Brano del documento:
····················

Mi sembra che quello che descrivi sia un processo autoanalitico. La tua scrittura serve a capire tu per prima qualcosa di te?
È così, è una terapia. Se scrivessi più pagine di diario i miei giorni si articolerebbero in maniera più chiara. Non lo faccio perché non ho l’abitudine di farlo, però quando ci sono momenti molto tosti arriva lo scrivere, il travasare quello che ho dentro in cose esterne, anche cose che non appartengono al mio vissuto personale. La scrittura è in gran parte questo, è un canale. Veste totalmente una parte del mio essere. Se scrivere non è urgente mi auguro di non farlo mai.
Nel comunicato si parla del fatto che il fil rouge del disco è la struttura dell’albero, mai nominato nei testi ma presente nel disco, nei temi della ripetizione (processi del rapporto persona-mondo e nuclei melodici e ritmici) e dell’equilibrio (spinta alla verticalità ed evoluzione interiore). C’è un lavoro concettuale molto elaborato: come ti è venuto in mente?
Quest’idea dell’albero è nata perché ho scoperto questo simbolo nei codici medievali e anche, per esempio, nella Sainte-Chapelle di Parigi: ci sono nelle vetrate dei tondi che narrano la storia dei progenitori di Cristo ed è una narrazione fatta in maniera sintetica, scegliendo i punti, i picchi, le altezze che si raggiungono nel corso di queste storie e che ne determinano l’andamento. È una raffigurazione che m’interessa molto: nasce come espediente da usare nei processi, quindi nell’ambito del diritto, non dell’arte. Nel diritto ereditario per definire l’incestuosità di una relazione all’interno di un rapporto di parentela si segue lo schema dell’albero, che di solito è rappresentato con alla base o dietro il progenitore. A seconda di come si articola si può stabilire se le due persone incriminate hanno compiuto un incesto: se si trovano a un grado di parentela inferiore al settimo la relazione può definirsi incestuosa, altrimenti no. Naturalmente c’è anche una numerologia particolare che coinvolge il numero sette.

····················

Verifica la comprensione:
a – Elenca tutti gli aspetti che il brano indica fra parentesi per i temi della ripetizione e dell'equilibrio.
b – Secondo il brano, entro quale grado di parentela una relazione può definirsi incestuosa?
c – Trascrivi dal brano tutto il testo che va da "È così, è una" fino a "venuto in mente?".
I record riportati più avanti sono materiale a sé, distinto dal brano.

Dati da analizzare:
····················

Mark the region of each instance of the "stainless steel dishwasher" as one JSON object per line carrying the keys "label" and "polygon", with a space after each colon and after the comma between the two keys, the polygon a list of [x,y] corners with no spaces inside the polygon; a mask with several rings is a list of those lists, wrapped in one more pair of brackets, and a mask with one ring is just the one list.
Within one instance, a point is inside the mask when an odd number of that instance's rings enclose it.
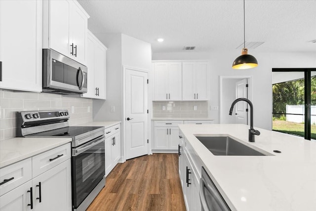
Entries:
{"label": "stainless steel dishwasher", "polygon": [[209,176],[202,167],[199,196],[203,211],[231,211]]}

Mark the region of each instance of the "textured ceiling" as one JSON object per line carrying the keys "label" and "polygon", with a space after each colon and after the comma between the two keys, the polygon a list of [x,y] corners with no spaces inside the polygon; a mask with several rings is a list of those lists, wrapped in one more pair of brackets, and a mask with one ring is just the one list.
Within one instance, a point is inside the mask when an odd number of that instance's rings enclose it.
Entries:
{"label": "textured ceiling", "polygon": [[[181,52],[185,45],[196,46],[196,52],[233,50],[243,42],[241,0],[78,1],[98,37],[124,34],[151,43],[154,53]],[[316,51],[316,0],[245,4],[246,42],[265,42],[251,51]]]}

····················

Soluzioni:
a –
- processi del rapporto persona-mondo
- nuclei melodici e ritmici
- spinta alla verticalità
- evoluzione interiore

b – A un grado di parentela inferiore al settimo.

c –
È così, è una terapia. Se scrivessi più pagine di diario i miei giorni si articolerebbero in maniera più chiara. Non lo faccio perché non ho l’abitudine di farlo, però quando ci sono momenti molto tosti arriva lo scrivere, il travasare quello che ho dentro in cose esterne, anche cose che non appartengono al mio vissuto personale. La scrittura è in gran parte questo, è un canale. Veste totalmente una parte del mio essere. Se scrivere non è urgente mi auguro di non farlo mai.
Nel comunicato si parla del fatto che il fil rouge del disco è la struttura dell’albero, mai nominato nei testi ma presente nel disco, nei temi della ripetizione (processi del rapporto persona-mondo e nuclei melodici e ritmici) e dell’equilibrio (spinta alla verticalità ed evoluzione interiore). C’è un lavoro concettuale molto elaborato: come ti è venuto in mente?